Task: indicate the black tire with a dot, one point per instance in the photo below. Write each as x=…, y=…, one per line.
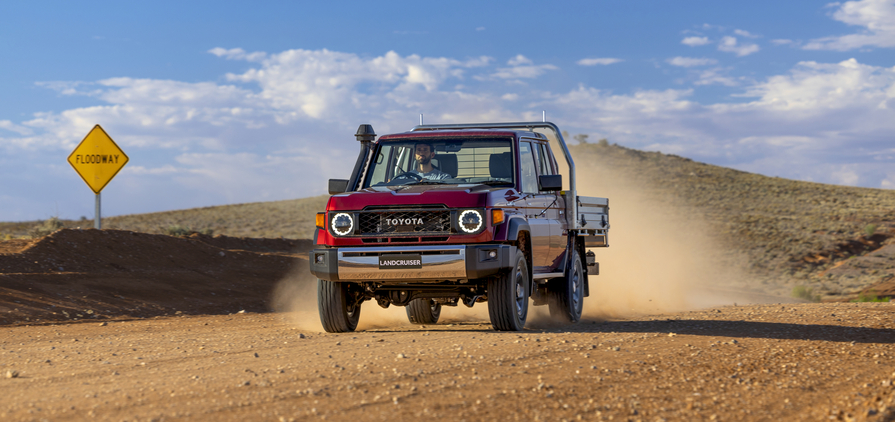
x=339, y=312
x=508, y=296
x=565, y=296
x=423, y=311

*STATED EXERCISE*
Write out every line of the records above without any changes, and leave the pictures out of your answer.

*SOLVED PROBLEM*
Task: indicate the black tire with a dot, one point per instance in the photo below. Write each as x=…, y=…, one per line.
x=339, y=312
x=508, y=296
x=565, y=296
x=423, y=311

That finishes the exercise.